# What you are asked to do
Write out the following listing's lines from the one with "Query: collapsing building" to the one with "Query: smoke plume", exactly, with both included and no others.

# Task data
• • • • • • •

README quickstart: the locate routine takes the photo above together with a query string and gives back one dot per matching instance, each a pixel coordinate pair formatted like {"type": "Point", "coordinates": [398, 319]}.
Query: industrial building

• • • • • • •

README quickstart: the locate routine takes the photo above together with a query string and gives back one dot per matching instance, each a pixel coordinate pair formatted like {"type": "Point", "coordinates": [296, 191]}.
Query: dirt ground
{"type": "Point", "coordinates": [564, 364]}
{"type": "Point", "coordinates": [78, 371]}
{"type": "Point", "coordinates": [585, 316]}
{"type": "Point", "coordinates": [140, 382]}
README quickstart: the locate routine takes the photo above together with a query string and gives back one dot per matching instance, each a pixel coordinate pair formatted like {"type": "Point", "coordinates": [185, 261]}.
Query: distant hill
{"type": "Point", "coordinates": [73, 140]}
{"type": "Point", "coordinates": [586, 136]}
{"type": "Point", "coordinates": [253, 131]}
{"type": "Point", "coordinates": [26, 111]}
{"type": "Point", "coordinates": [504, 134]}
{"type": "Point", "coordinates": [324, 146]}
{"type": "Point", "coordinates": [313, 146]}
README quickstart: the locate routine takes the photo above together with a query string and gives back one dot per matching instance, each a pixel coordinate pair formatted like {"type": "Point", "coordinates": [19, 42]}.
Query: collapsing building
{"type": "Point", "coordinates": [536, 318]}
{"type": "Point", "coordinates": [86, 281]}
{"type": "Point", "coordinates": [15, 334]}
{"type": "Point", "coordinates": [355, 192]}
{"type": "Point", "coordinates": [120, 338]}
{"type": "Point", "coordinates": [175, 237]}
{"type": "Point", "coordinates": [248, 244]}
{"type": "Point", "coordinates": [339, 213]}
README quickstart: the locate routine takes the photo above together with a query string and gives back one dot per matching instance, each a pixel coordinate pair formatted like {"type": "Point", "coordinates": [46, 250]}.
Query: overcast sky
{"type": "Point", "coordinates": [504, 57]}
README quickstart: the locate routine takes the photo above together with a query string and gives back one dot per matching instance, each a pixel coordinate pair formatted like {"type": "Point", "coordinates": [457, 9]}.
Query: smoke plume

• • • • • • •

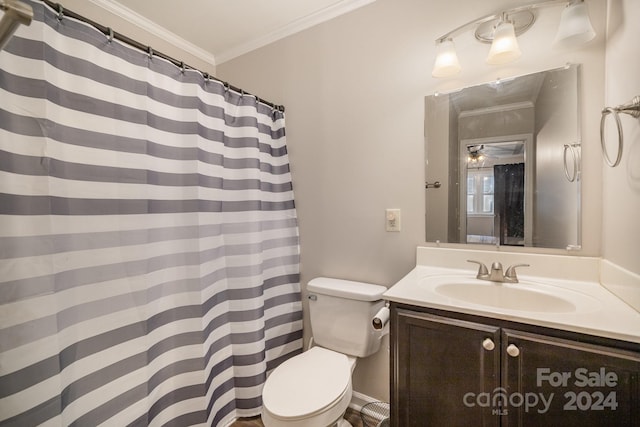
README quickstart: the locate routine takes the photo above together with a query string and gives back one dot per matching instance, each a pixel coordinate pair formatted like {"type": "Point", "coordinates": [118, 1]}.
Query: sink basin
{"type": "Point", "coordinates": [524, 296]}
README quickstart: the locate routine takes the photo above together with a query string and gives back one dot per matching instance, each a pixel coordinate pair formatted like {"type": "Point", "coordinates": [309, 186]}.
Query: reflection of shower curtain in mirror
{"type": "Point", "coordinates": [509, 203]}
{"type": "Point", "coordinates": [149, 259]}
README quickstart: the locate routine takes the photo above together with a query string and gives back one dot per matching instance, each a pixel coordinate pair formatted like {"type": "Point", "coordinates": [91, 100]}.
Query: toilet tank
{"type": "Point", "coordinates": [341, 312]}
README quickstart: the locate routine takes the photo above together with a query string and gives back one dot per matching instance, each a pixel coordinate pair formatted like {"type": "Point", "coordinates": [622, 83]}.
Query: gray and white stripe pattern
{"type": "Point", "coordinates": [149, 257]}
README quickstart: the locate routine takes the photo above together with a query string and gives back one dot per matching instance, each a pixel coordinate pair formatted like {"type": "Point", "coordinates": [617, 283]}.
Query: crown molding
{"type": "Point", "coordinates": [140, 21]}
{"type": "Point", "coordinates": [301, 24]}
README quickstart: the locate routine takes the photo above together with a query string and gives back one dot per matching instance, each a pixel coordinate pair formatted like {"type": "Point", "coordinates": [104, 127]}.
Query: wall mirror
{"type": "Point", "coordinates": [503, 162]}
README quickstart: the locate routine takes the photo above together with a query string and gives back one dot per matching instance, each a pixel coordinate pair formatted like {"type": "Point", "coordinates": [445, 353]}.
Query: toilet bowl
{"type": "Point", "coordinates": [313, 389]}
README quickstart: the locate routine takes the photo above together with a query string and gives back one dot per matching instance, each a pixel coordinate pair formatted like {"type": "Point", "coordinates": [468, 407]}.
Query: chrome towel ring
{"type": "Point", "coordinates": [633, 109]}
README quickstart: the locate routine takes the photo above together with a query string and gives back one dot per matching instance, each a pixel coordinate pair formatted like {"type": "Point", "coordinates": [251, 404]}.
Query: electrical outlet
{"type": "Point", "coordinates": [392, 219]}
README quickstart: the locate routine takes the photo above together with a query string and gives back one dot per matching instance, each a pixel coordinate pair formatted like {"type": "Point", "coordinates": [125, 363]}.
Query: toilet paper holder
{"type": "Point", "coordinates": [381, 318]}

• • • • • • •

# Problem solution
Query: collapsing building
{"type": "Point", "coordinates": [536, 318]}
{"type": "Point", "coordinates": [86, 281]}
{"type": "Point", "coordinates": [15, 334]}
{"type": "Point", "coordinates": [355, 192]}
{"type": "Point", "coordinates": [120, 338]}
{"type": "Point", "coordinates": [175, 237]}
{"type": "Point", "coordinates": [248, 244]}
{"type": "Point", "coordinates": [339, 213]}
README quickstart: the locate routine takes the photo above together with a query string and gives back one dot per matching instance, each a pixel coordinate pair formatted like {"type": "Point", "coordinates": [46, 250]}.
Query: overcast sky
{"type": "Point", "coordinates": [504, 57]}
README quickstart: the locate routine takes the photo above together with a query string and gives back one dot per matching instance, each a pixel coordinate pair formatted like {"type": "Point", "coordinates": [457, 9]}.
Query: smoke plume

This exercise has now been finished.